    How are we to counter these tendencies? I first came to this blog holding a tattered copy of Ardrey’s great breakthrough book, (for me) ‘The Territorial Imperative’. To be balanced I think that whilst it was a seminal work, we should be more interested in the genesis of its writer than the genius of his conclusions. The reasons I say that is when any individual of mediocre intelligence (myself for example) is freed from group thought, the ‘truth’ of many of the patterns and systems at play are there to be seen.
    I fear we can only progress at an individual level, my brief reentry into the twitterverse has shown me how any chance and changing others thoughts is zero. Firstly, they have to reach their own crisis of knowledge, disillusionment with ‘authority’ and ‘group’ and then hope to be pointed in the direction of the ‘Ardrey’ section in some second hand book shop by a grumpy old secondhand book seller.
::::::::
(TASK 1):
Answer these from the comment on Ardrey:
(a) What book was the writer holding on first coming to this blog?
(b) According to the writer, what did the brief reentry into the twitterverse show?
(c) Who does the writer picture pointing someone toward the Ardrey section of a secondhand book shop?
(TASK 2):
Rewrite everything in the comment on Ardrey from "How are we to" down to "to be seen.", swapping "seminal" for "pioneering".
The listing that comes next is from a different source than the comment on Ardrey.
::::::::
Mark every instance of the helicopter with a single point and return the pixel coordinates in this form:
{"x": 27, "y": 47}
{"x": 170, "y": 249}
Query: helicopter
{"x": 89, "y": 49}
::::::::
(ANSWER BOX 1):
(a) A tattered copy of Ardrey's "The Territorial Imperative."
(b) It showed that any chance of changing others' thoughts is zero.
(c) A grumpy old secondhand book seller.

(ANSWER BOX 2):
How are we to counter these tendencies? I first came to this blog holding a tattered copy of Ardrey’s great breakthrough book, (for me) ‘The Territorial Imperative’. To be balanced I think that whilst it was a pioneering work, we should be more interested in the genesis of its writer than the genius of his conclusions. The reasons I say that is when any individual of mediocre intelligence (myself for example) is freed from group thought, the ‘truth’ of many of the patterns and systems at play are there to be seen.